## WORK REQUIRED:
Please repeat every entry exactly as given, apart from dropping the images.

## PROVIDED ENTRIES:
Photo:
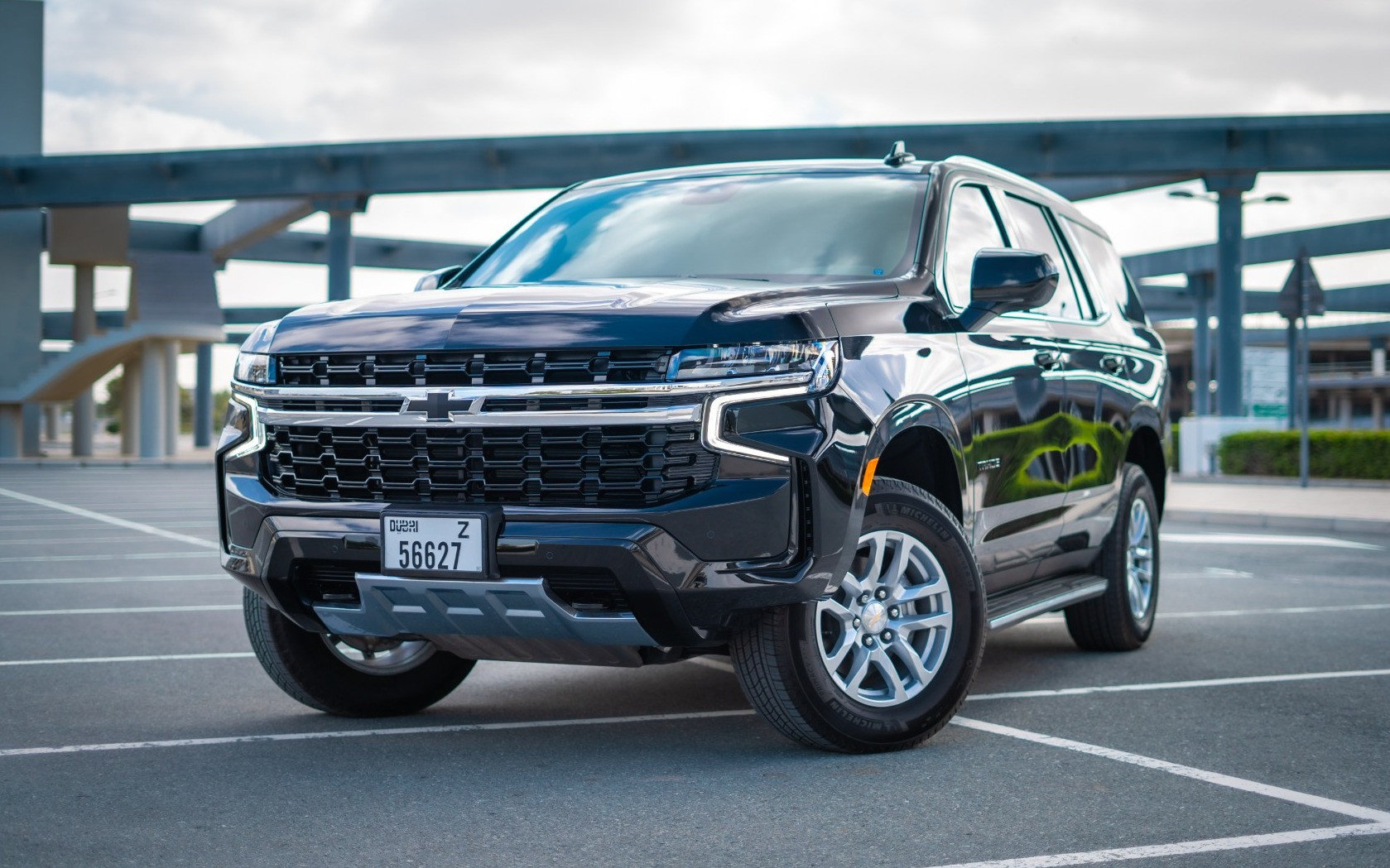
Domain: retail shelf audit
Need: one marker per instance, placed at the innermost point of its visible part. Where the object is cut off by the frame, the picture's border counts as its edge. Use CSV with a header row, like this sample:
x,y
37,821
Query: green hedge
x,y
1334,454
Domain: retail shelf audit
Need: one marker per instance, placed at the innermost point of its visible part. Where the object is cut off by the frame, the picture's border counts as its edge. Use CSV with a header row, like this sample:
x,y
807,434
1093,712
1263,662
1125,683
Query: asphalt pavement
x,y
137,728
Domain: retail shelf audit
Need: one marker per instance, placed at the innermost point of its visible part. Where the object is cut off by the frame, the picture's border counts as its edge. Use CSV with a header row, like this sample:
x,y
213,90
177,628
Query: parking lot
x,y
137,728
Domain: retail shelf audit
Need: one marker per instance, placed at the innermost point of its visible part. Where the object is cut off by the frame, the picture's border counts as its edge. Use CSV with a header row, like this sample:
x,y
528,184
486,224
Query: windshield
x,y
767,227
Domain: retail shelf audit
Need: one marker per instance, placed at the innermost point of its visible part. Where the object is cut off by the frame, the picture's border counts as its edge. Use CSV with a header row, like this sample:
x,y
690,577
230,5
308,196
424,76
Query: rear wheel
x,y
1122,618
349,675
887,659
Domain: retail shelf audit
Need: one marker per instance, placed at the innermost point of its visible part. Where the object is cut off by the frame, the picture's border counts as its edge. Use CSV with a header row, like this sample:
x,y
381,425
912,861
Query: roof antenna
x,y
900,155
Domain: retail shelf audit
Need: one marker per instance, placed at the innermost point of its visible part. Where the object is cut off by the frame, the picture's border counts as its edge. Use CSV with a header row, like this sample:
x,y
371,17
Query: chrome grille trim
x,y
485,420
692,388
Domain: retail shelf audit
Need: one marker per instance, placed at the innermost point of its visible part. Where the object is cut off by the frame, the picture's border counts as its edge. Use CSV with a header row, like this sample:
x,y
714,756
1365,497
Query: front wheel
x,y
349,675
887,659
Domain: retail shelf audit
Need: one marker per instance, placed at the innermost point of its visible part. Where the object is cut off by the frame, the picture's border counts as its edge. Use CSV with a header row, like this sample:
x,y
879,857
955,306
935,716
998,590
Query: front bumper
x,y
681,574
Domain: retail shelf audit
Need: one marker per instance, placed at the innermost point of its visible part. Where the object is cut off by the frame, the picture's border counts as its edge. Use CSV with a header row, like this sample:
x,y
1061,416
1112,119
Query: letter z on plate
x,y
433,544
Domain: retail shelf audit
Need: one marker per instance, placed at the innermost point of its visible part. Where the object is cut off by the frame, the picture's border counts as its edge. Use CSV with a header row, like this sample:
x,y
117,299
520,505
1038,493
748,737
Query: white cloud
x,y
113,122
151,74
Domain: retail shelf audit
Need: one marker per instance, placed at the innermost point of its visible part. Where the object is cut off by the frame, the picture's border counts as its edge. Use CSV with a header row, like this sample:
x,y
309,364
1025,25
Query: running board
x,y
1013,606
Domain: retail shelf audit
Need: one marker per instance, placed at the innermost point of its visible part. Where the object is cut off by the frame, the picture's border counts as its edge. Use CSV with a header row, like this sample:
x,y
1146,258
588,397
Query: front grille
x,y
473,368
601,466
552,403
334,405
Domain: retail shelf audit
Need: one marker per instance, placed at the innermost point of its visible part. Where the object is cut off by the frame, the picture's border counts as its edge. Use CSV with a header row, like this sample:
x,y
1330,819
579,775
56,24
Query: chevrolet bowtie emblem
x,y
438,405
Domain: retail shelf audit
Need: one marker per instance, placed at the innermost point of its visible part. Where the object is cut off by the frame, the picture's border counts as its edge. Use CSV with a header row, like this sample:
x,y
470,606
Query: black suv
x,y
835,420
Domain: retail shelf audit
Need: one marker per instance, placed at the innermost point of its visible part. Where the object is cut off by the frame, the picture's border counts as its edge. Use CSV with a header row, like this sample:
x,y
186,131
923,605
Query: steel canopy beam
x,y
1043,151
248,223
1177,303
1275,247
307,247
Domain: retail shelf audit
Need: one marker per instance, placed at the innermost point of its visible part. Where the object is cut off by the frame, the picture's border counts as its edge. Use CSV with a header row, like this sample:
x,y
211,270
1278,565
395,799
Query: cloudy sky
x,y
156,74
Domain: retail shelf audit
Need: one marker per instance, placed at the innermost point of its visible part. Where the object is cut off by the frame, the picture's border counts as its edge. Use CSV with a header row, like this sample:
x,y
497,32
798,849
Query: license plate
x,y
434,544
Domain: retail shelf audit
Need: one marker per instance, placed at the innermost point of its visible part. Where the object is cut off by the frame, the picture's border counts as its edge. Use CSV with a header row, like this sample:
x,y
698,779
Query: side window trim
x,y
1069,250
1068,228
1000,220
1072,267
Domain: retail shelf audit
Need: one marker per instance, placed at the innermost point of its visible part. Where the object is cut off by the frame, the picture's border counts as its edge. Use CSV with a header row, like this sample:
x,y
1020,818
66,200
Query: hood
x,y
581,314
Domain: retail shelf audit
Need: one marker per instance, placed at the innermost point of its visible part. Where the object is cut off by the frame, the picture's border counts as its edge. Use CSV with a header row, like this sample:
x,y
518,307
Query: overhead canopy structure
x,y
276,186
1099,156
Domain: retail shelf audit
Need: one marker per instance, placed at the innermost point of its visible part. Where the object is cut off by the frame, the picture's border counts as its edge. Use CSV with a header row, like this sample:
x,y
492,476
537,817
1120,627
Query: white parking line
x,y
65,540
147,556
1234,613
134,659
1181,685
1187,847
110,520
1289,610
358,734
124,611
206,577
714,663
1263,540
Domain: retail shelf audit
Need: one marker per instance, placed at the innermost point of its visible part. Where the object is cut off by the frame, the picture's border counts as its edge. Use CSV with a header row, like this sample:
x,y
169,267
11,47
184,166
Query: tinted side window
x,y
1105,271
970,227
1035,233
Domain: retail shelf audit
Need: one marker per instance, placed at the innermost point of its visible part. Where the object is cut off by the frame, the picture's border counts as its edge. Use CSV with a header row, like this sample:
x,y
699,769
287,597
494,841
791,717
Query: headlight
x,y
255,368
816,358
255,362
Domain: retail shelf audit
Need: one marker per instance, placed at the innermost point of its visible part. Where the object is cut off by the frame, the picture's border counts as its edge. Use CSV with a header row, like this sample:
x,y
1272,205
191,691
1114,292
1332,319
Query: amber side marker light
x,y
869,471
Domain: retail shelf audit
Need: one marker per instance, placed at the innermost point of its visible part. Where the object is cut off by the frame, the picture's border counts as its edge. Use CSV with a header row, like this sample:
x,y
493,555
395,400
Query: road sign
x,y
1267,382
1291,298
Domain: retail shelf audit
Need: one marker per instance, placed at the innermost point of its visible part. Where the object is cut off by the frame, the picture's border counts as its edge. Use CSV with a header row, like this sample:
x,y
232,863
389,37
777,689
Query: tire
x,y
1122,618
349,677
800,665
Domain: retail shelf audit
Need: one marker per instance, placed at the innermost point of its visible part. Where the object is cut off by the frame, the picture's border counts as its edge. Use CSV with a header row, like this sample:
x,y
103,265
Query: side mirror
x,y
1008,281
438,278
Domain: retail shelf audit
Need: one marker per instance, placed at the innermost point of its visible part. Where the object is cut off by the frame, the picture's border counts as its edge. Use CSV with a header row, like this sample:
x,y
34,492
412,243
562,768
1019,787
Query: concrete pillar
x,y
173,415
32,417
1291,341
1200,285
51,423
203,397
152,399
1230,302
12,431
131,376
339,254
84,327
22,233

## TASK SOLUTION:
Photo:
Domain: retail shelf audit
Need: one marker per instance, placed at the innermost point of its visible part. Where the object is cut off by the frame, the picture's border counts as its edge. Use CSV with a header row, like this sample:
x,y
37,821
Query: green hedge
x,y
1334,454
Domain: retail shelf audit
Need: one marker per instance, placed at the innermost point of its visible part. Where the object is cut off by the frame, the picture's border counts as its edge. Use CSV with a header row, like this sample:
x,y
807,434
1093,712
1263,662
1125,683
Query: asphalt pavement
x,y
137,728
Domain: retail shelf audit
Need: one marker per instance, placed at the innermost point of its visible part. Where the object is cut off by the frame, the picture's border counts as its edge. Use CSV with a header row, like this sample:
x,y
213,90
177,628
Query: parking lot
x,y
137,728
Domain: retail shelf audit
Need: one marker per instance, placed at the innermost point of its visible part. Where the object is cut off by the frame, the picture's border counts as its edge. Use CSV with a header row, like this sample:
x,y
528,184
486,224
Query: windshield
x,y
767,227
Domain: retail shelf audit
Need: one marker per instance, placed at the innermost point of its visible part. Where the object is cut off by the frame, the picture's border counts as its edge. Use CSV with a header row, like this sample:
x,y
690,577
230,5
308,196
424,76
Query: rear wheel
x,y
1122,618
349,675
887,659
Domain: retail shelf audit
Need: one marker per instance, placed at the innermost point of its visible part. Where the object is cut off by the frame, the picture's border counts as its edge. Use CSV with a header row, like this sample:
x,y
381,425
912,861
Query: roof antenna
x,y
900,155
Domain: retail shelf audit
Need: one marker per instance, placed at the innermost point of its visible part. Where the object is cut off by the frame, the picture's border counts as its edge. Use CSV with a header row, like this sample:
x,y
371,17
Query: chrome grille trim
x,y
485,420
692,388
Domain: retail shelf audit
Need: one marker per instance, placed at the innermost point of its visible part. Where the object is cut off by the frame, the picture's border counts as its edge. Use CSV with a header row, like this sample:
x,y
714,756
1365,497
Query: front wheel
x,y
349,675
887,659
Domain: retail shelf audit
Need: one marker per instance, placed at the innermost point of its visible part. Where the object is cut off by the frame, the picture's border counts as its edge. Use CSV with a header row, like this sample:
x,y
879,857
955,306
935,716
998,590
Query: front bumper
x,y
681,574
Domain: retail shelf audit
Need: one marker per instance, placed at the innermost point of its visible part. Where the object is cut off by the frame, the picture's border counts as its edge. Use CSV with a header row, like this sample:
x,y
1061,416
1112,119
Query: letter z on plate
x,y
433,544
Domain: retail shelf audit
Need: one marker per instance, placed at the innermost point of its visible part. Where the object is cut off by the frame, the picture's border counts as its edge. Use CSV with a header row, like this sample:
x,y
117,299
520,505
1038,493
748,737
Query: white cloud
x,y
113,122
151,74
Domain: retail shelf audit
Need: one marker per instance, placed at the innermost point of its visible part. Where the object is cut off by the frame, the picture's border counts as its edge. Use CSV with a header row, like this sample:
x,y
309,364
1025,25
Query: running board
x,y
1013,606
Domain: retail shelf audit
Need: one marker per instance, placed at the innermost point of its visible part. Where the object is cut off by the frame, the picture's border counts as its edge. Use CSV with a header row, like this sample:
x,y
1146,258
588,397
Query: front grille
x,y
473,368
601,466
552,403
334,405
Domain: retail shelf audit
Need: one marker per instance, placed at the innermost point of its visible part. Where the object is cut off by the frame, the picture's border counts as its edge. Use CSV with a header row, like this sample:
x,y
1330,819
579,775
56,24
Query: chevrolet bowtie emblem
x,y
438,405
Domain: retail shelf audit
Need: one marker per instance, placed at the innermost point of its visible part. Where the object is cut off by the frame, the picture's border counts as its edge. Use CSV with a header row, like this sample:
x,y
470,606
Query: black suv
x,y
835,420
Domain: retail shelf audit
Need: one marker per instance, placed at the innermost point of its visible part. Where the object is cut off by the frame, the picture's border counts as its edge. Use CSV with a header row, like this sample:
x,y
186,131
923,605
Query: steel canopy beam
x,y
1043,151
248,223
1177,303
1275,247
307,247
Domain: retail shelf audit
Need: one marker per instance, placed at the innermost point of its visible part. Where the object is cut off by the frame, the picture's border counts as its edge. Use CSV with a header row, like this sample:
x,y
211,270
1278,565
395,799
Query: cloudy sky
x,y
156,74
Domain: retail shelf audit
Need: one marker per instance, placed at the innermost point of its visible part. Where the object is cut off by the frame, the picture's border counts as its edge. Use CSV with a header row, like this sample:
x,y
497,32
798,849
Query: license plate
x,y
434,544
Domain: retail shelf audit
Need: one marker per instance, placed at the innermost point of its visible part. Where the object is cut off by the frame, the picture's border counts as its edge. Use CSV with a header row, like this sample:
x,y
698,779
Query: side window trim
x,y
1069,250
1068,228
1000,220
1072,267
Domain: retail shelf audit
Need: one marker per instance, placed at the innermost point of its visible part. Where the object is cut off by the frame, the picture's border counts as its edge. Use CSV with a header row, like this sample:
x,y
1020,818
66,200
Query: hood
x,y
581,314
Domain: retail shelf audit
Need: one marker per instance, placed at the innermost point of its visible part. Where the object is cut off by the frame, the picture's border counts as its edge. Use CSV with a header row, like this sample:
x,y
518,307
Query: overhead canopy structure
x,y
276,186
1099,156
Domain: retail shelf audit
Need: one marker per instance, placed at the innermost point of its visible part. Where the object is cut off by the frame, the picture's border counts as its edge. Use CSV with a header row, like this sample:
x,y
492,476
537,817
1120,627
Query: white parking line
x,y
65,540
147,556
1234,613
134,659
1181,685
1187,847
110,520
1289,610
358,734
124,611
206,577
714,663
1263,540
Domain: retail shelf audit
Need: one marker per instance, placed at the innermost point of its visible part. Where the object is cut off by the frame, the picture's border counts as its edge. Use CSV with a header row, like this sample:
x,y
169,267
11,47
184,166
Query: tinted side window
x,y
1105,271
970,227
1035,233
Domain: retail shelf audit
Need: one marker per instance, placed at the innermost point of its visible part. Where the object is cut off by the frame, the picture's border counts as its edge. Use CSV with a header row, like this sample:
x,y
699,769
287,597
494,841
791,717
Query: headlight
x,y
255,368
816,358
255,362
Domain: retail shelf audit
Need: one marker per instance, placed at the innermost point of its visible part. Where the object is cut off by the frame, the picture's border counts as its edge. Use CSV with a header row, like this sample:
x,y
1272,205
191,691
1114,292
1332,319
Query: amber side marker light
x,y
869,471
Domain: retail shelf audit
Need: one marker per instance, placed at the innermost point of its visible part. Where the object is cut off by the frame, the picture's border counts as its edge. Use CSV with a header row, like this sample:
x,y
493,555
395,400
Query: road sign
x,y
1267,382
1291,298
Domain: retail shelf audit
Need: one marker per instance, placed at the innermost point of its visible part. Where the object is cut off by the frame, the picture's border counts as its edge. Use CSV with a header row, like this sample:
x,y
232,863
389,37
777,689
Query: tire
x,y
1122,618
349,677
800,665
Domain: retail shelf audit
Need: one marker per instance, placed at the innermost point of its visible part. Where the object is cut off by the frame, the picture's border counts as its edge. Use CSV with a header row, like this sample:
x,y
103,265
Query: side mirror
x,y
1008,281
438,278
Domain: retail shelf audit
Need: one marker per instance, placed at the innermost point of its visible part. Where the object is cut off by the frame, the picture's border counts as its edge. Use CSV with a header row, like this sample:
x,y
34,492
412,243
562,768
1019,787
Query: concrete pillar
x,y
173,415
32,417
1291,341
1200,285
51,423
203,397
152,399
1230,302
12,431
131,376
339,254
84,327
22,233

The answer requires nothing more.